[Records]
━━━

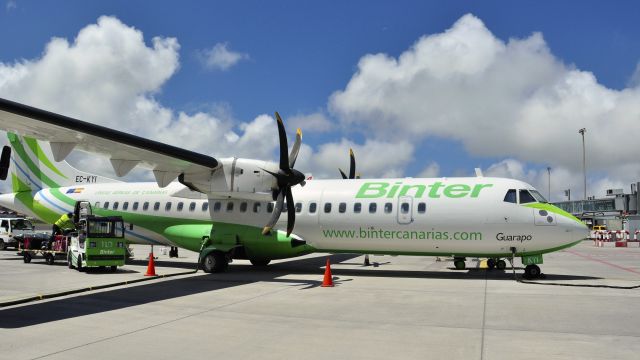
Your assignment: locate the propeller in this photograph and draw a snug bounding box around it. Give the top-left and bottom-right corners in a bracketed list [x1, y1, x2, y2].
[262, 112, 305, 236]
[338, 149, 356, 179]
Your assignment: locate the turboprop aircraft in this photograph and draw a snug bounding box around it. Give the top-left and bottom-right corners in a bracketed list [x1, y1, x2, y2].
[0, 99, 589, 277]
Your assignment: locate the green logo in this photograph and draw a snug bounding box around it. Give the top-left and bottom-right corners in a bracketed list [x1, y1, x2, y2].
[356, 181, 493, 199]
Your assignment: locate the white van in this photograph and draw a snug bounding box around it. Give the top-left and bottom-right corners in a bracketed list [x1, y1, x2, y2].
[0, 217, 34, 250]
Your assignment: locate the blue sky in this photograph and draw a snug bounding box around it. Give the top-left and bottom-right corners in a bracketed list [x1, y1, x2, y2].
[0, 0, 640, 198]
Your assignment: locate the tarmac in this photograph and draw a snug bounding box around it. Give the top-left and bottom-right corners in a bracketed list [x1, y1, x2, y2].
[0, 241, 640, 360]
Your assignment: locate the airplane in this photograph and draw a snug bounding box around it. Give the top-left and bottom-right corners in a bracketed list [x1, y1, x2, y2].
[0, 99, 589, 278]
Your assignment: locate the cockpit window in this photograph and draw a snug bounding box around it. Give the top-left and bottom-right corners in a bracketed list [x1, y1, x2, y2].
[520, 189, 536, 204]
[529, 190, 548, 203]
[504, 189, 517, 204]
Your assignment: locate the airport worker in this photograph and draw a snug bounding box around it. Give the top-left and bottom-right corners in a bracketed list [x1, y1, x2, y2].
[51, 213, 76, 236]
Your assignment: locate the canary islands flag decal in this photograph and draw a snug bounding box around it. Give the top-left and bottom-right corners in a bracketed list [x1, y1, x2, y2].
[67, 188, 84, 194]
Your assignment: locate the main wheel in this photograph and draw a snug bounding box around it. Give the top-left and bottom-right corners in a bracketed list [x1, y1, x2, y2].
[202, 251, 228, 273]
[249, 259, 271, 266]
[487, 259, 496, 270]
[524, 265, 540, 279]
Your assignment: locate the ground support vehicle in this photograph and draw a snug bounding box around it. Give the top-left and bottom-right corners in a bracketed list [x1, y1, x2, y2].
[18, 234, 69, 265]
[0, 217, 34, 250]
[67, 215, 126, 271]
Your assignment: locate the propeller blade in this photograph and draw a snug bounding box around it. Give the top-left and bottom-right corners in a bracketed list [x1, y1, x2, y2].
[289, 128, 302, 168]
[349, 149, 356, 179]
[276, 111, 289, 171]
[262, 188, 285, 235]
[285, 186, 296, 237]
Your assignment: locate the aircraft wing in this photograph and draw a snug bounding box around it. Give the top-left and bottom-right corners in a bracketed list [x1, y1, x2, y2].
[0, 98, 220, 187]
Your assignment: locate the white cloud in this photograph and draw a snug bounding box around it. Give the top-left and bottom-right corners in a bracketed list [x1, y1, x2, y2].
[287, 112, 333, 133]
[0, 17, 277, 184]
[418, 161, 440, 178]
[199, 43, 249, 71]
[329, 15, 640, 179]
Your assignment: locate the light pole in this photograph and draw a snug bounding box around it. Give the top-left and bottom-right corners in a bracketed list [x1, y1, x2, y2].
[547, 166, 551, 202]
[578, 128, 587, 200]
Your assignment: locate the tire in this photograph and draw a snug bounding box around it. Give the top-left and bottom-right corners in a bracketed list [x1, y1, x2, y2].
[487, 259, 496, 270]
[524, 265, 540, 279]
[202, 251, 228, 273]
[249, 259, 271, 267]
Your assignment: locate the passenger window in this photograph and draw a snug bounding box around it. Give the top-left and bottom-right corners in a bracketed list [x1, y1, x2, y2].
[520, 190, 536, 204]
[418, 203, 427, 214]
[400, 203, 409, 214]
[324, 203, 331, 214]
[384, 203, 393, 214]
[504, 189, 517, 204]
[338, 203, 347, 214]
[353, 203, 362, 214]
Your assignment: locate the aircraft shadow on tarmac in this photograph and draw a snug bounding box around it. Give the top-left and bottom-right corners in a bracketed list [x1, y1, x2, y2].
[0, 254, 597, 329]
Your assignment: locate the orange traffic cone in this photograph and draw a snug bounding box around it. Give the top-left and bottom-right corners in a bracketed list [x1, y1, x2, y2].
[144, 253, 158, 276]
[322, 258, 333, 287]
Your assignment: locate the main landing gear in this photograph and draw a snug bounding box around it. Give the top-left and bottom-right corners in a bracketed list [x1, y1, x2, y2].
[524, 265, 542, 279]
[487, 259, 507, 270]
[202, 251, 229, 273]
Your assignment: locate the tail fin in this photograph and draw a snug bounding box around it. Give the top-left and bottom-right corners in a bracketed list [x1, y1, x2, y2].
[7, 133, 119, 192]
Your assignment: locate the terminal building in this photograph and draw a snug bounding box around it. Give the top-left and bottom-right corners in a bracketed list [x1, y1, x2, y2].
[553, 182, 640, 232]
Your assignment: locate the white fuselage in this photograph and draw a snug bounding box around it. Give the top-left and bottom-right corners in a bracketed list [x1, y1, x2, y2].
[0, 177, 588, 255]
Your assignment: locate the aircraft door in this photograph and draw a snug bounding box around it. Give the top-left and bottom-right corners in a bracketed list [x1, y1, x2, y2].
[398, 196, 413, 224]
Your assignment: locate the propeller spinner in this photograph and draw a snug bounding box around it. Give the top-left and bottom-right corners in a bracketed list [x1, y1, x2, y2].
[262, 112, 305, 236]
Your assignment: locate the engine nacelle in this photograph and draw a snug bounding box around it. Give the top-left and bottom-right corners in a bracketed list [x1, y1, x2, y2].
[181, 158, 278, 201]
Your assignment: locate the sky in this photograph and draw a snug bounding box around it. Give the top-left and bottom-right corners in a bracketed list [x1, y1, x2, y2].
[0, 0, 640, 201]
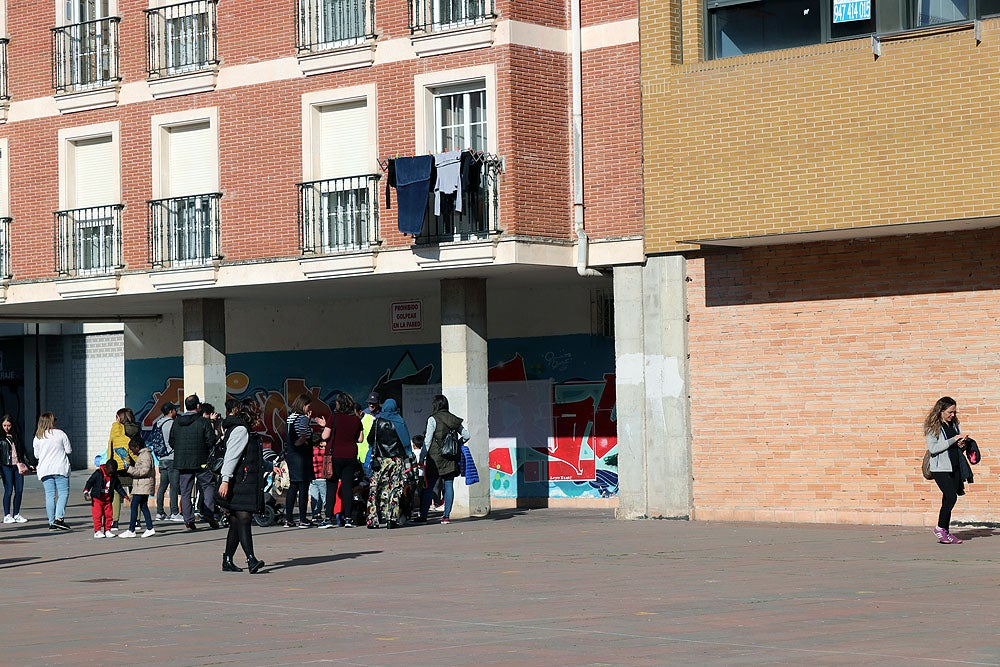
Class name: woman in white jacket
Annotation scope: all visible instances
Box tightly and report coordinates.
[924,396,969,544]
[34,412,73,530]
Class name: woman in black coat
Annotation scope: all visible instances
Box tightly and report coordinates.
[219,398,264,574]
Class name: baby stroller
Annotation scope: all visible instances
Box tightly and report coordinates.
[253,448,288,528]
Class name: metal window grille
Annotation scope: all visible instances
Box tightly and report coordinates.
[148,192,222,267]
[52,16,121,93]
[0,218,13,280]
[409,0,496,33]
[299,174,380,254]
[146,0,219,77]
[295,0,375,53]
[55,204,123,276]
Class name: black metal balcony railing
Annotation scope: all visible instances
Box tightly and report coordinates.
[295,0,375,53]
[146,0,219,77]
[415,153,504,245]
[52,16,121,93]
[55,204,123,276]
[149,192,222,267]
[299,174,380,255]
[0,37,10,101]
[409,0,496,33]
[0,218,13,280]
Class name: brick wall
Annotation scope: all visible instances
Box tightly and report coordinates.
[642,11,1000,252]
[688,231,1000,526]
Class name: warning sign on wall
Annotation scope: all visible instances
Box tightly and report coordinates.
[390,301,423,331]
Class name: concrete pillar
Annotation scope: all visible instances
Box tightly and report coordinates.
[614,255,693,519]
[441,278,490,517]
[183,299,226,413]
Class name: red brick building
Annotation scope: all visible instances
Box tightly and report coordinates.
[0,0,642,511]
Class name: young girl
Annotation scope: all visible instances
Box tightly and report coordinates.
[83,459,128,539]
[118,438,156,538]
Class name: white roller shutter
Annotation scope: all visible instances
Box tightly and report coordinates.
[318,100,371,180]
[166,123,218,197]
[70,134,119,208]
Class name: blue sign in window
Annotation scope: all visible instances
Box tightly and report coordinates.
[833,0,872,23]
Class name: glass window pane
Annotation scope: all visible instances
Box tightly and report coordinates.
[709,0,822,58]
[917,0,969,26]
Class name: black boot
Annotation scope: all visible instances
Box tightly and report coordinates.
[222,554,243,572]
[247,556,264,574]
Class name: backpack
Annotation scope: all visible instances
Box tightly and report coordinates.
[441,428,462,461]
[146,424,174,459]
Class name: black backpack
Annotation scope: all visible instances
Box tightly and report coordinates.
[441,428,462,461]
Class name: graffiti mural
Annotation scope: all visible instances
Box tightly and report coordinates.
[125,336,618,498]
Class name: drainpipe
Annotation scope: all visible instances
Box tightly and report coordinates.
[570,0,601,277]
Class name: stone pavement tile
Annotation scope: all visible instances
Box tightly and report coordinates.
[0,477,1000,667]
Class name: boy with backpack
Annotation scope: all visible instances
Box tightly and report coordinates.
[146,402,184,523]
[83,459,129,539]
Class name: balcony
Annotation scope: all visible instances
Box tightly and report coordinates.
[55,204,123,277]
[148,192,222,268]
[146,0,219,99]
[415,153,504,245]
[52,16,121,112]
[0,218,13,280]
[298,174,381,255]
[409,0,497,57]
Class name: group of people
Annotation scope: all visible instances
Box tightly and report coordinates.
[283,392,469,528]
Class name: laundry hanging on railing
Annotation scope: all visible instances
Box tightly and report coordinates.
[386,155,435,236]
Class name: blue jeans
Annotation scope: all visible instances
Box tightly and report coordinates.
[42,475,69,526]
[0,466,24,516]
[420,475,455,519]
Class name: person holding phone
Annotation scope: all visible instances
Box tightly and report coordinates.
[924,396,969,544]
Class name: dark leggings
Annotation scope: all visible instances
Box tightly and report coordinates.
[285,482,309,523]
[0,466,24,516]
[226,510,254,559]
[934,472,958,530]
[327,458,361,521]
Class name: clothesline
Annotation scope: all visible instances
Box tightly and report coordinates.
[378,151,505,173]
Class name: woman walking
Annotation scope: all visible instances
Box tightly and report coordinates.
[32,412,73,530]
[219,398,264,574]
[924,396,969,544]
[327,392,361,528]
[0,415,35,523]
[367,398,412,528]
[104,408,142,533]
[418,394,469,523]
[283,394,326,528]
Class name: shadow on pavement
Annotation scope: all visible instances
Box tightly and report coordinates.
[260,551,382,574]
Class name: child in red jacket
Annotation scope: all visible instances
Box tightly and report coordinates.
[83,459,131,538]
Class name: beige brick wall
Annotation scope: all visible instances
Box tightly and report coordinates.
[640,13,1000,252]
[688,231,1000,526]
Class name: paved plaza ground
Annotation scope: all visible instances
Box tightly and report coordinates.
[0,473,1000,666]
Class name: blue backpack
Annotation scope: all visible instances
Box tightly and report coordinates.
[146,424,174,459]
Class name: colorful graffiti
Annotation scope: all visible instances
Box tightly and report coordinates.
[126,336,618,498]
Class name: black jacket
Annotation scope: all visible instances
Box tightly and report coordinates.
[169,412,216,470]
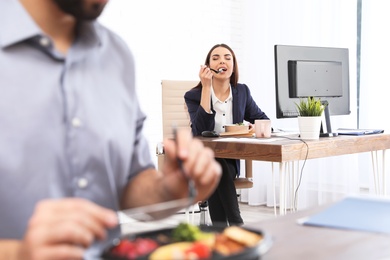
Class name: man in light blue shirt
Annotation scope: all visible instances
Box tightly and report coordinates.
[0,0,221,260]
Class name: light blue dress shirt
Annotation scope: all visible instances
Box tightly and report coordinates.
[0,0,154,259]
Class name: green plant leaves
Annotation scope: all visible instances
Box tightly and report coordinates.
[295,97,325,116]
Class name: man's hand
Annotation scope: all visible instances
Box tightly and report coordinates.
[163,130,222,201]
[19,198,118,260]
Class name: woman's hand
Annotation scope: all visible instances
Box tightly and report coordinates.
[19,198,118,260]
[199,65,213,88]
[163,130,222,201]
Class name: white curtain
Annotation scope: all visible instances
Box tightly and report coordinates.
[240,0,359,208]
[100,0,366,208]
[359,0,390,195]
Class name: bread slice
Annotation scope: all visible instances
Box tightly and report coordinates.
[223,226,262,247]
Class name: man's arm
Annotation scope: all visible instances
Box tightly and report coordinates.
[0,240,21,260]
[121,130,221,209]
[0,198,118,260]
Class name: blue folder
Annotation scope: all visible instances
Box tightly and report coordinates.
[303,197,390,234]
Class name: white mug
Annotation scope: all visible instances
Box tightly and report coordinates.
[255,119,271,138]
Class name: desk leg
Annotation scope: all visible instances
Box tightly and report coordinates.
[382,150,387,196]
[279,162,286,215]
[371,150,387,196]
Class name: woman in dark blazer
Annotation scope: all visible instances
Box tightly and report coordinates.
[184,44,268,225]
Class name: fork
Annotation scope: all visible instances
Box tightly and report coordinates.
[209,68,226,74]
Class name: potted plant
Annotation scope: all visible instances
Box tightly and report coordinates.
[295,97,325,140]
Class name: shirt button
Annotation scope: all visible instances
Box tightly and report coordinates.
[77,178,88,189]
[39,37,50,47]
[72,117,81,127]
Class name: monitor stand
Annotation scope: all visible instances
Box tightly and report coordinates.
[320,100,339,137]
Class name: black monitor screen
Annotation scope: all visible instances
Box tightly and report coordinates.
[274,45,350,118]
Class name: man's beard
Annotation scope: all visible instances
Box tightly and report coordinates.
[54,0,105,20]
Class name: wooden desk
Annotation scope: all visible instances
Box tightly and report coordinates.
[200,134,390,214]
[246,205,390,260]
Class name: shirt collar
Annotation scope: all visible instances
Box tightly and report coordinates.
[0,0,41,48]
[211,85,233,106]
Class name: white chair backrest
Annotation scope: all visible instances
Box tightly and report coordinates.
[161,80,199,139]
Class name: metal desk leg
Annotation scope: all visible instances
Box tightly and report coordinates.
[371,150,387,196]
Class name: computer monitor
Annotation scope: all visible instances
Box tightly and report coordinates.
[274,45,351,136]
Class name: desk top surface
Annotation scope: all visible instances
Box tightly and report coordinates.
[247,205,390,260]
[199,134,390,162]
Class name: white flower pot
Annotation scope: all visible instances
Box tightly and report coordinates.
[298,116,321,140]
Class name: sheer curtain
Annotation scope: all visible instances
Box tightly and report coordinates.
[359,0,390,195]
[240,0,359,208]
[100,0,364,210]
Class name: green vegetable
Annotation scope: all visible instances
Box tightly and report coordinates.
[172,223,212,242]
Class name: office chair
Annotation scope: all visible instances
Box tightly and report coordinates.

━━━

Write out the listing word for word, from the line containing "Class name: black backpack" down to the line containing "[570,0,601,277]", with both of those lines included.

Class name: black backpack
Annotation scope: all visible instances
Box tightly and report coordinates.
[441,428,462,461]
Class name: graffiti mural
Annotation scope: all visible instances
Box tightly and report coordinates.
[125,336,618,498]
Class name: drainpipe
Annotation scope: all visible instances
Box tightly and report coordinates.
[570,0,601,277]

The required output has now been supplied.